┌─ Entries shown
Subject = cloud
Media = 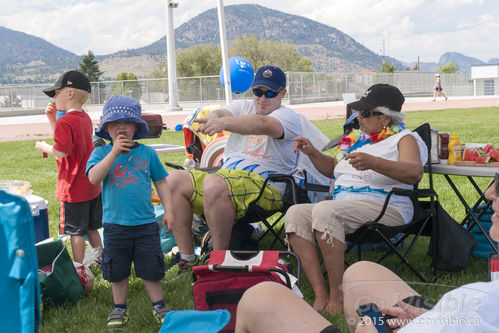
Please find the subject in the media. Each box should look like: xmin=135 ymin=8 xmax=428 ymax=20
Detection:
xmin=1 ymin=0 xmax=498 ymax=62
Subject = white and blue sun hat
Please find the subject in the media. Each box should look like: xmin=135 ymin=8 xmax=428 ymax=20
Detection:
xmin=95 ymin=95 xmax=149 ymax=141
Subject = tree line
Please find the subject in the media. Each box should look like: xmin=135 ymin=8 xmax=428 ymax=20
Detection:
xmin=77 ymin=34 xmax=460 ymax=92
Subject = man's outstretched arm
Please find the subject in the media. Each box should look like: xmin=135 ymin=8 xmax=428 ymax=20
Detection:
xmin=195 ymin=114 xmax=284 ymax=138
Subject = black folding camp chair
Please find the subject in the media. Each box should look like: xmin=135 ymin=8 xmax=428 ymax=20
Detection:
xmin=236 ymin=173 xmax=315 ymax=250
xmin=343 ymin=123 xmax=438 ymax=282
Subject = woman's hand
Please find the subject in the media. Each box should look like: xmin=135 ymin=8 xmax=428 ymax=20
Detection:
xmin=293 ymin=137 xmax=317 ymax=155
xmin=345 ymin=152 xmax=377 ymax=171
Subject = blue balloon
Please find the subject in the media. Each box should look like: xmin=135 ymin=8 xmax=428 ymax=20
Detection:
xmin=219 ymin=57 xmax=254 ymax=94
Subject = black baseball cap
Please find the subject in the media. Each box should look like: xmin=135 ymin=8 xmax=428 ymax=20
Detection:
xmin=43 ymin=70 xmax=91 ymax=97
xmin=347 ymin=84 xmax=405 ymax=112
xmin=251 ymin=66 xmax=286 ymax=91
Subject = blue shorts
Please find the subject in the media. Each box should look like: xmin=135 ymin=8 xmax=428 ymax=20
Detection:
xmin=101 ymin=222 xmax=165 ymax=282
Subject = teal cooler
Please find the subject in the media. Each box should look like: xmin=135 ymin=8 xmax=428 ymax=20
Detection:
xmin=27 ymin=195 xmax=49 ymax=243
xmin=468 ymin=204 xmax=498 ymax=259
xmin=154 ymin=205 xmax=177 ymax=253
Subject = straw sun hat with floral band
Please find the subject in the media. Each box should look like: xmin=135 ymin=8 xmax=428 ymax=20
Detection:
xmin=95 ymin=95 xmax=149 ymax=141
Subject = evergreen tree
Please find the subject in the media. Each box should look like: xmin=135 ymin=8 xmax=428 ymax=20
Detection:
xmin=78 ymin=51 xmax=103 ymax=82
xmin=380 ymin=61 xmax=396 ymax=73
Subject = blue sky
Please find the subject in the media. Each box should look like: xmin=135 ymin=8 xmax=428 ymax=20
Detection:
xmin=2 ymin=0 xmax=498 ymax=63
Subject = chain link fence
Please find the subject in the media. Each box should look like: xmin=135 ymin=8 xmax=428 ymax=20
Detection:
xmin=0 ymin=72 xmax=473 ymax=112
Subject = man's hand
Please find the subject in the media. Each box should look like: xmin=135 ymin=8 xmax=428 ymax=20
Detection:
xmin=111 ymin=134 xmax=132 ymax=156
xmin=194 ymin=117 xmax=225 ymax=136
xmin=344 ymin=152 xmax=378 ymax=171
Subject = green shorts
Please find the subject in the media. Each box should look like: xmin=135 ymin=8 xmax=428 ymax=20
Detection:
xmin=189 ymin=169 xmax=283 ymax=220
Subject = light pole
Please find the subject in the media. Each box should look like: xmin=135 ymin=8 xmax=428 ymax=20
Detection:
xmin=217 ymin=0 xmax=232 ymax=105
xmin=165 ymin=0 xmax=182 ymax=111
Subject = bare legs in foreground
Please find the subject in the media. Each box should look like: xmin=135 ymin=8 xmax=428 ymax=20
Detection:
xmin=235 ymin=262 xmax=422 ymax=333
xmin=342 ymin=261 xmax=422 ymax=332
xmin=235 ymin=282 xmax=333 ymax=333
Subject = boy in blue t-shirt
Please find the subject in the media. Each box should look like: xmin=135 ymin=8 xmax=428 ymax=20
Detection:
xmin=86 ymin=95 xmax=174 ymax=329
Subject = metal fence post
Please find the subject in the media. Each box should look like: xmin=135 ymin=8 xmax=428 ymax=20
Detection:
xmin=200 ymin=77 xmax=203 ymax=102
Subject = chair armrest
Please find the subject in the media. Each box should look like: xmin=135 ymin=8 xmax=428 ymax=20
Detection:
xmin=391 ymin=187 xmax=437 ymax=199
xmin=164 ymin=161 xmax=221 ymax=173
xmin=164 ymin=161 xmax=184 ymax=170
xmin=304 ymin=183 xmax=329 ymax=192
xmin=371 ymin=187 xmax=437 ymax=223
xmin=263 ymin=174 xmax=299 ymax=204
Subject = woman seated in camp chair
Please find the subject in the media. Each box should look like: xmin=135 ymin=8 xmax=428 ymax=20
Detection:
xmin=284 ymin=84 xmax=428 ymax=315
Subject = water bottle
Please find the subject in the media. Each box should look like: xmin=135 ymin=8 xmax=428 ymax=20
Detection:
xmin=292 ymin=169 xmax=305 ymax=188
xmin=183 ymin=153 xmax=196 ymax=170
xmin=326 ymin=177 xmax=335 ymax=200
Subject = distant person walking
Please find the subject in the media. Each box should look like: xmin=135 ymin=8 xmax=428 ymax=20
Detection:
xmin=432 ymin=74 xmax=448 ymax=101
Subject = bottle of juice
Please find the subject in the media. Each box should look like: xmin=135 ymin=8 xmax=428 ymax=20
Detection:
xmin=448 ymin=132 xmax=462 ymax=165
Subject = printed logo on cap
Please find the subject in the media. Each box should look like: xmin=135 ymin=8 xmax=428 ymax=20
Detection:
xmin=263 ymin=69 xmax=273 ymax=78
xmin=363 ymin=89 xmax=371 ymax=98
xmin=67 ymin=80 xmax=73 ymax=85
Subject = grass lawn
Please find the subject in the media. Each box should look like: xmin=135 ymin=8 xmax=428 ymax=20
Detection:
xmin=1 ymin=106 xmax=498 ymax=332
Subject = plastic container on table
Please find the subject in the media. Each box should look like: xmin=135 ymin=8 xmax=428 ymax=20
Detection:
xmin=0 ymin=181 xmax=49 ymax=243
xmin=448 ymin=132 xmax=462 ymax=165
xmin=439 ymin=132 xmax=449 ymax=160
xmin=0 ymin=180 xmax=32 ymax=196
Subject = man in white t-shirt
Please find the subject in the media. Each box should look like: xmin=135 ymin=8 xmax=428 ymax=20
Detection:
xmin=166 ymin=66 xmax=301 ymax=274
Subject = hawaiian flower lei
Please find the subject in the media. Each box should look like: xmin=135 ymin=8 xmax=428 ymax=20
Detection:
xmin=332 ymin=123 xmax=407 ymax=161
└─
● What the task asks
Looking back over the data above, restate word for word the lines that begin at the line with "Subject = printed logo on cap" and end at the line with "Subject = grass lawn", inclusive.

● Exercise solution
Subject = printed logo on cap
Please find the subject in the media. Each box should look like: xmin=135 ymin=8 xmax=428 ymax=20
Detection:
xmin=263 ymin=69 xmax=273 ymax=78
xmin=363 ymin=89 xmax=371 ymax=98
xmin=67 ymin=80 xmax=73 ymax=85
Subject = grass lawn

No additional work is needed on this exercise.